▸ **SOURCE EXTRACT**:
==========
Nursing homes or similar care facilities currently host over 1.5 million people age 65 and older, according to the Centers for Disease Control and Prevention, and this figure is projected to increase. As the elderly population grows, protecting family members from elder abuse and nursing home negligence is becoming a valid concern for many people. However, shielding mature family members from these situations may be difficult for people living in Illinois; a recent report has issued the state a failing grade on quality of nursing home care.
Inadequate elder care
The nursing home care report card, which is issued by Families for Better Care, uses official data on complaints, staffing, health inspections and other criteria to generate grades and ranks for nursing home care in each state. The report ranks Illinois 42nd in terms of overall care. The report cites staffing as one barrier to patients receiving the care they need. On average, Illinois patients receive less than an hour of daily care from registered nurses and just 2.41 hours of direct care from other staff members.
Understaffing is dangerous because it leaves patients undertreated and exposed to needless risks such as falls, which are the leading cause of injury and death among older adults, according to the CDC. In the Families for Better Care report, more than 95 percent of nursing care facilities in Illinois receive citations for some deficiency, such as giving residents incorrect medications. More than one in four facilities are cited for severe deficiencies. These are significant problems such as the staff losing patients or patients sustaining burns, fractures, pressure sores and fatal injuries.
==========
▸ **DATA PROVIDED**:
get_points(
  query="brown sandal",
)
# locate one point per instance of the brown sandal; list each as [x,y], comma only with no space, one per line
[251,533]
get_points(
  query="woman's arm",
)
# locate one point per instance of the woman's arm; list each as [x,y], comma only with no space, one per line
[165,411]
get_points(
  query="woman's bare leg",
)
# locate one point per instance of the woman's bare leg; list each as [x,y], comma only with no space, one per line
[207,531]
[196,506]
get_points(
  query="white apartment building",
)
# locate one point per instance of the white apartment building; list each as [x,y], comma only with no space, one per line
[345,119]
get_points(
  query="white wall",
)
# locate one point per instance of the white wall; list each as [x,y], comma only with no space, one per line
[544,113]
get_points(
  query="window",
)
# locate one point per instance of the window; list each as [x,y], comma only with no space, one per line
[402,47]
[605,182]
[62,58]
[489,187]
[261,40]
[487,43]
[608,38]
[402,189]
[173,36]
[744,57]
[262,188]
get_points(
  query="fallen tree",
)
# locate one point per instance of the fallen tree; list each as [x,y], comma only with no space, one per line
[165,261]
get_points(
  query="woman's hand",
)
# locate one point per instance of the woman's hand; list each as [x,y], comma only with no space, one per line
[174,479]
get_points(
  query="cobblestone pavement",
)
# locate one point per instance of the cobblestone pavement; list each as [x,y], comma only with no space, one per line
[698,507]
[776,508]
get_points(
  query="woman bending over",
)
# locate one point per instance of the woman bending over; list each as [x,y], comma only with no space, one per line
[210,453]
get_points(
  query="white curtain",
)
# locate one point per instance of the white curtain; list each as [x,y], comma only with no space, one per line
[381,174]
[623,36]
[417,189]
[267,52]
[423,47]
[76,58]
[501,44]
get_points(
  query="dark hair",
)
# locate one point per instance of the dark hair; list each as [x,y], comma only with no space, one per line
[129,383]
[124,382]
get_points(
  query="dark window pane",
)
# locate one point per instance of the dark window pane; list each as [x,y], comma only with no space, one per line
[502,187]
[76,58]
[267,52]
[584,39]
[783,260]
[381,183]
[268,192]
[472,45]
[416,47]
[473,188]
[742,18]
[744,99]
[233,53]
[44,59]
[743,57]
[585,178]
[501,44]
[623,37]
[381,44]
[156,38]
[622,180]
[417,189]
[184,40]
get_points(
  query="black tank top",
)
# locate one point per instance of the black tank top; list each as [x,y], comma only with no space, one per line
==========
▸ **EXERCISE OBJECTIVE**:
Extend the article on nursing home care in Illinois, starting from the point where it stops. The entries are separate material and are not part of the article on nursing home care in Illinois.

▸ **ANSWER TO THIS TASK**:
Help for those harmed
Illinois’ Nursing Home Care Act protects nursing home residents against various forms of mistreatment, from being restrained as a form of punishment to being denied the right to make decisions regarding medical treatments. Nursing home residents may be physically or emotionally harmed by actions that directly violate the Nursing Home Care Act, or they may be harmed as a result of negligence on the part of staff.
Negligent actions are actions that could be reasonably avoided and reasonably expected to cause harm. Illinois law requires nursing homes and other care facilities to prevent any foreseeable harm to residents. A care facility may be held liable if a resident develops preventable conditions such as malnutrition or bedsores, but liability is not limited to harm directly caused by poor medical care. As an example, if staff supervision is inadequate and one patient attacks another, the facility can be held liable for failing to prevent the patient’s injuries, since the staff’s actions — or lack thereof — allowed the injury to occur.